● RECORDED INFORMATION:
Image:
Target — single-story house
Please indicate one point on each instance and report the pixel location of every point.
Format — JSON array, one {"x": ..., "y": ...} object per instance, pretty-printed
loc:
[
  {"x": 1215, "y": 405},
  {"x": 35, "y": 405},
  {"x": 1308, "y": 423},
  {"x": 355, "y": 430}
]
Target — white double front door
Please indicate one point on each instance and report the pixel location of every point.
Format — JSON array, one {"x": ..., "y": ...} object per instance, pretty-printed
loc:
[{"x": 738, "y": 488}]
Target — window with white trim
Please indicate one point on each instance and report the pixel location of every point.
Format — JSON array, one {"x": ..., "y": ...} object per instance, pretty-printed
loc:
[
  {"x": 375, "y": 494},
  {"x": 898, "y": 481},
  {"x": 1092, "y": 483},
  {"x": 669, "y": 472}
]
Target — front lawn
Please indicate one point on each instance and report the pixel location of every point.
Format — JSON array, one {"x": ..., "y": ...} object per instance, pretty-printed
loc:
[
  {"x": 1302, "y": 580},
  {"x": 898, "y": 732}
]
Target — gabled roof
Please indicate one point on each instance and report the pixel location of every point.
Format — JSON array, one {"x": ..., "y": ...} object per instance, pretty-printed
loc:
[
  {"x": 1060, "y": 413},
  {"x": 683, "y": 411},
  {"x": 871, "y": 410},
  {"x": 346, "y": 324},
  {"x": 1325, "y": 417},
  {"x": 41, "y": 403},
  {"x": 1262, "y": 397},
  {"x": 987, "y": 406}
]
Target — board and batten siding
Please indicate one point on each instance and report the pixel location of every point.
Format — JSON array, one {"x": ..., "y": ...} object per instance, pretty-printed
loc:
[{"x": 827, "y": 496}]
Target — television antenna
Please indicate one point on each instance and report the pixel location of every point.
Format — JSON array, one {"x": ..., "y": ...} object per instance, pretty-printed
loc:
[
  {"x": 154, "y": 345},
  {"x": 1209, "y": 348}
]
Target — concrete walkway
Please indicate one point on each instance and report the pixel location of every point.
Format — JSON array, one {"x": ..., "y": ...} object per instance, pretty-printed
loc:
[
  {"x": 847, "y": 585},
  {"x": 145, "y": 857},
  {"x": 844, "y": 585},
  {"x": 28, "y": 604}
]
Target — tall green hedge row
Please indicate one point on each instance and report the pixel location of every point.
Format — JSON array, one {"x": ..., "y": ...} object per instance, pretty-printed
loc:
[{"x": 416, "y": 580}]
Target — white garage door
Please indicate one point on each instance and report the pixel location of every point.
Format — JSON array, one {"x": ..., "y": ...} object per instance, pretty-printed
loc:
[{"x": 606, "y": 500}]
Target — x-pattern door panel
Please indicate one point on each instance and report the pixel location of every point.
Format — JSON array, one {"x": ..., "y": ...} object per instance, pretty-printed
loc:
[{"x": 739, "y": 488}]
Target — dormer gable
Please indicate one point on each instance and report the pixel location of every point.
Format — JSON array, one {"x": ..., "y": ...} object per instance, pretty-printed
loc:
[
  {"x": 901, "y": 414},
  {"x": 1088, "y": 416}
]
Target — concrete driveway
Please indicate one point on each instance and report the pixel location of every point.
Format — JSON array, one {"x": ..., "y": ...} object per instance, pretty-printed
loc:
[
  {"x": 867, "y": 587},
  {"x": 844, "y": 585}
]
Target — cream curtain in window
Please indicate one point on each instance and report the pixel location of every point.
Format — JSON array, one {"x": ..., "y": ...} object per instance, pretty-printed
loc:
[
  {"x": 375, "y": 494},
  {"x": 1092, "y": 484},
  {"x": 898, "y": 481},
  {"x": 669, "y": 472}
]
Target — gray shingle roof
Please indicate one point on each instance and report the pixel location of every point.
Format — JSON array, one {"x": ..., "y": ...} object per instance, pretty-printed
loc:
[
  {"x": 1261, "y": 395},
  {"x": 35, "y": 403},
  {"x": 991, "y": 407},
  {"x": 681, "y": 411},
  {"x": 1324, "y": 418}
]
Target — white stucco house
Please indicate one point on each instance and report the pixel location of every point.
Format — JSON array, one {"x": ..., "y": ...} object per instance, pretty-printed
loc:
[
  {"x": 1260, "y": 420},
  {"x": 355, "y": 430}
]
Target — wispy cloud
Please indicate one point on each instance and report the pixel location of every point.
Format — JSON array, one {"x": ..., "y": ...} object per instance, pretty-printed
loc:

● WORK INSTRUCTIONS: Repeat the data word for word.

● RESPONSE TO THIS EXERCISE:
Image:
Target — single-story house
Please indicate one point on each instance and report the pixel location of every point.
Format — JSON array, one {"x": ..., "y": ...} object per instance, pretty-printed
loc:
[
  {"x": 1215, "y": 405},
  {"x": 35, "y": 405},
  {"x": 1308, "y": 423},
  {"x": 355, "y": 430}
]
Target — white double front door
Please indicate one point on each instance and report the pixel location of every point.
Format — JSON array, one {"x": ..., "y": ...} object per instance, pretty-printed
loc:
[{"x": 738, "y": 488}]
Target — window with white trim
Please indicate one point on each instance and report the pixel location of every point.
Format — JSON array, one {"x": ..., "y": ...} object per instance, pretty-printed
loc:
[
  {"x": 375, "y": 494},
  {"x": 898, "y": 481},
  {"x": 1092, "y": 483},
  {"x": 669, "y": 472}
]
Target — front lawn
Please indicate one point on each instance and report the pixel location of every point.
Format — JSON array, one {"x": ..., "y": ...} object per instance, pretty-printed
loc:
[
  {"x": 1302, "y": 580},
  {"x": 898, "y": 732}
]
Target — gabled roof
Please indicate one point on each instance and report the pixel location of every point.
Format — JSON array, one {"x": ..., "y": ...} object per instance, pretty-printed
loc:
[
  {"x": 1060, "y": 413},
  {"x": 683, "y": 411},
  {"x": 871, "y": 410},
  {"x": 346, "y": 324},
  {"x": 1325, "y": 417},
  {"x": 41, "y": 403},
  {"x": 1262, "y": 397},
  {"x": 987, "y": 406}
]
Target — board and batten siding
Please indicate one point on each instance and report the pixel location of every point.
Format — JSON array, one {"x": ..., "y": ...} object per instance, pretty-printed
loc:
[{"x": 827, "y": 496}]
Target — television antenna
Please indicate one point on each instance and report the pixel location of every point.
Format — JSON array, one {"x": ..., "y": ...} object per instance, pretty-printed
loc:
[
  {"x": 154, "y": 345},
  {"x": 1209, "y": 348}
]
Target — concrete walkway
Please indicate one point on each instance and report the pixel location of every point.
Format — JSON array, one {"x": ..., "y": ...} object per instance, pretty-printed
loc:
[
  {"x": 847, "y": 585},
  {"x": 145, "y": 857},
  {"x": 844, "y": 585},
  {"x": 28, "y": 604}
]
Target — tall green hedge row
Please indicate one point on each instance and report the pixel location of every point.
Format — JSON array, one {"x": ..., "y": ...} object per instance, pretty-printed
loc:
[{"x": 416, "y": 580}]
Target — white garage door
Please indicate one point on each instance and report the pixel location of every point.
Format — JSON array, one {"x": ..., "y": ...} object per instance, pretty-printed
loc:
[{"x": 606, "y": 500}]
Target — x-pattern door panel
Please indicate one point on each instance and report the pixel location of every point.
Format — JSON array, one {"x": ..., "y": ...} object per instance, pretty-printed
loc:
[{"x": 739, "y": 488}]
Target — dormer gable
Please indicate one point on each instance and report the pixel location of every point.
Format — JSON array, one {"x": ..., "y": ...} object per instance, pretty-printed
loc:
[
  {"x": 901, "y": 414},
  {"x": 1088, "y": 416}
]
Target — concrete driveway
Please indicate one point on each instance and report the pixel location of every point.
Format — JSON array, one {"x": ..., "y": ...} object per instance, pretty-printed
loc:
[
  {"x": 867, "y": 587},
  {"x": 844, "y": 585}
]
Target — cream curtain in window
Please indicate one point on each instance and report the pixel location of every point.
Format — JSON array, one {"x": ..., "y": ...} object per instance, pretty-printed
loc:
[
  {"x": 375, "y": 494},
  {"x": 1092, "y": 484},
  {"x": 898, "y": 481},
  {"x": 669, "y": 472}
]
Target — gray shingle roof
Please indicate one point on each instance and report the pixel location of every point.
Format — JSON array, one {"x": ..., "y": ...} object per instance, pretty-printed
loc:
[
  {"x": 1261, "y": 395},
  {"x": 35, "y": 403},
  {"x": 991, "y": 407},
  {"x": 681, "y": 411},
  {"x": 1324, "y": 418}
]
Target — white stucco house
Please indicate one point on each instance and report the pixel location of every point.
Format — JSON array, one {"x": ..., "y": ...} object per instance, pretty-printed
loc:
[
  {"x": 1260, "y": 420},
  {"x": 355, "y": 430}
]
Target — wispy cloud
Please indicate one point on each instance and report the pixel location of every point.
Format — JSON array, one {"x": ..., "y": ...} object per instance, pretty-printed
loc:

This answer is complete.